* start *

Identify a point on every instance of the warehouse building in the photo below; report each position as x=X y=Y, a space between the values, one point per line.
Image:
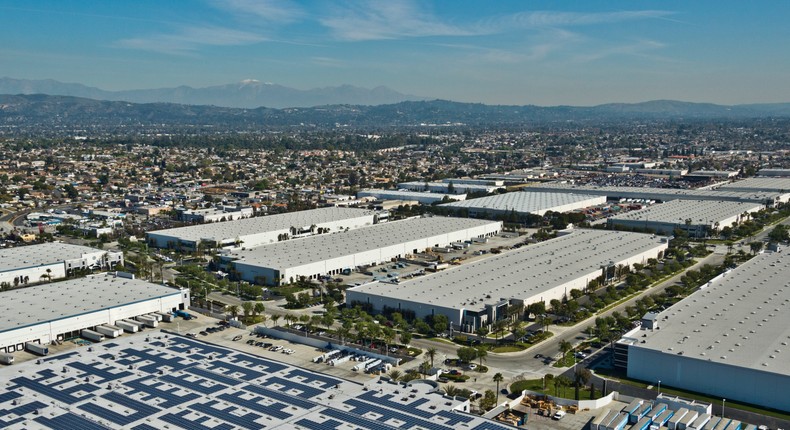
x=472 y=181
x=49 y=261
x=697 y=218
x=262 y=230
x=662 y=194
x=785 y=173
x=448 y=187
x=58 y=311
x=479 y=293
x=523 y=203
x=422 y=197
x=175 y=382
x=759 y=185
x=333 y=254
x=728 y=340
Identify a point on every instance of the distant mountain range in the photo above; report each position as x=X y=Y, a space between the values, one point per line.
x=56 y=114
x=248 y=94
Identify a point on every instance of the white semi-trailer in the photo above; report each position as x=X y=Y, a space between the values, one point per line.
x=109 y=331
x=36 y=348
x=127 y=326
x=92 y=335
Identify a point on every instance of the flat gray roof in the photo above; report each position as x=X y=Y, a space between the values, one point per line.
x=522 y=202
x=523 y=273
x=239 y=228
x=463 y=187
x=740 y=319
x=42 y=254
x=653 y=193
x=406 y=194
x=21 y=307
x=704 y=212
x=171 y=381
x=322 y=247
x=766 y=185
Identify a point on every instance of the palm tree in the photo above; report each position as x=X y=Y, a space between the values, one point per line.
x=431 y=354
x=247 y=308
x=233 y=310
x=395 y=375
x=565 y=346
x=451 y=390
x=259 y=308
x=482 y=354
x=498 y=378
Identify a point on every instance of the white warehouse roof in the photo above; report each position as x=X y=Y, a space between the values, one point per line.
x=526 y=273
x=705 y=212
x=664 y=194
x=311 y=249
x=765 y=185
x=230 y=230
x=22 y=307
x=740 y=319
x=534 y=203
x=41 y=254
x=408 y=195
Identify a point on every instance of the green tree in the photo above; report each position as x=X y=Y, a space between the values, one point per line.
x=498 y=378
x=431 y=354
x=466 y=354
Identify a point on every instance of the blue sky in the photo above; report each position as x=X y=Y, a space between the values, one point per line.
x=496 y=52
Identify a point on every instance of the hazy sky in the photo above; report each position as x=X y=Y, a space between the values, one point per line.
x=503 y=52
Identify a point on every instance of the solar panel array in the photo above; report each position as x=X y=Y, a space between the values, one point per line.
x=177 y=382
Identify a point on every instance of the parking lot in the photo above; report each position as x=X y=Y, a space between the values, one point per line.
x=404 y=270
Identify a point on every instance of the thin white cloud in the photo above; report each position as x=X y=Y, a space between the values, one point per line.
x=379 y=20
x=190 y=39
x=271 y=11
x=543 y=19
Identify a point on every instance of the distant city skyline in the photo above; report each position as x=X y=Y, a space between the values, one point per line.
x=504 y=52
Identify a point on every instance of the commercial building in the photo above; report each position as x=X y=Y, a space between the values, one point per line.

* end *

● **Exercise aim**: Swap "Identify" for "Mark" everywhere it appears in the items above and write them all out again with nothing else changed. Leave the pictures out.

● **Full response**:
Mark a point on every instance of the warehouse building in the photo below; report each position as x=X y=Y, a space between the values, one point per line.
Image:
x=472 y=181
x=49 y=261
x=697 y=218
x=262 y=230
x=662 y=194
x=785 y=173
x=448 y=187
x=58 y=311
x=479 y=293
x=523 y=203
x=422 y=197
x=175 y=382
x=759 y=185
x=333 y=254
x=728 y=340
Mark a point on every instance of the distant mountain range in the photo above; report each position as x=X y=Y, a space between the values, one point per line.
x=56 y=114
x=248 y=94
Mark a point on every instance of the white semi-trailer in the photo above; report each position as x=X y=Y, a space between the values, one point per line.
x=109 y=331
x=36 y=348
x=127 y=326
x=92 y=335
Mark a point on every instance of the flat gray roof in the photo above; report each position as x=X y=Y, a space between the values, one point per line.
x=522 y=202
x=523 y=273
x=239 y=228
x=463 y=187
x=740 y=319
x=42 y=254
x=653 y=193
x=406 y=194
x=21 y=307
x=704 y=212
x=171 y=381
x=322 y=247
x=766 y=185
Mark a point on every instance of the palm tree in the photo above; report each position as x=X y=Y, a space between the values, one point per line.
x=431 y=354
x=247 y=308
x=233 y=310
x=395 y=375
x=565 y=346
x=451 y=390
x=259 y=308
x=482 y=354
x=498 y=378
Mark a point on every instance of the white warehouse roof in the photo above; report each position as x=X y=Y, a space between the values, one point per line.
x=526 y=273
x=705 y=212
x=664 y=194
x=311 y=249
x=765 y=185
x=230 y=230
x=22 y=307
x=740 y=319
x=534 y=203
x=41 y=254
x=408 y=195
Mark a point on every instance of the green tree in the photo above; report each position as x=X y=Y, a space between the values, one point per line.
x=498 y=378
x=431 y=354
x=466 y=354
Mark a point on every instance of the blue sky in the photo above; report each position as x=X y=Y, a space between the values, one point per line.
x=496 y=52
Mark a point on every instance of the hazy sky in the photo above; report each position as x=X y=Y, a space between the values, one point per line.
x=503 y=52
Mark a point on every instance of the solar panel array in the photo above; report each position as x=X y=Y, a space between the values, one point per line.
x=177 y=382
Mark a point on every instance of the parking lot in the photo above; report each position as x=X y=Y, a space between the values, one point per line.
x=404 y=270
Mark a point on every instance of the thin white cloud in the photo above; report each position as x=X y=Y, a space between the values, one point per line.
x=379 y=20
x=190 y=39
x=271 y=11
x=543 y=19
Mark a point on every instance of the distant city skyline in the photo above; report each position as x=X y=Y, a space between the values, one point per line.
x=504 y=52
Mark a point on every instance of the commercial building in the photo above; report each position as x=X y=Y, a space between the values, one point per line.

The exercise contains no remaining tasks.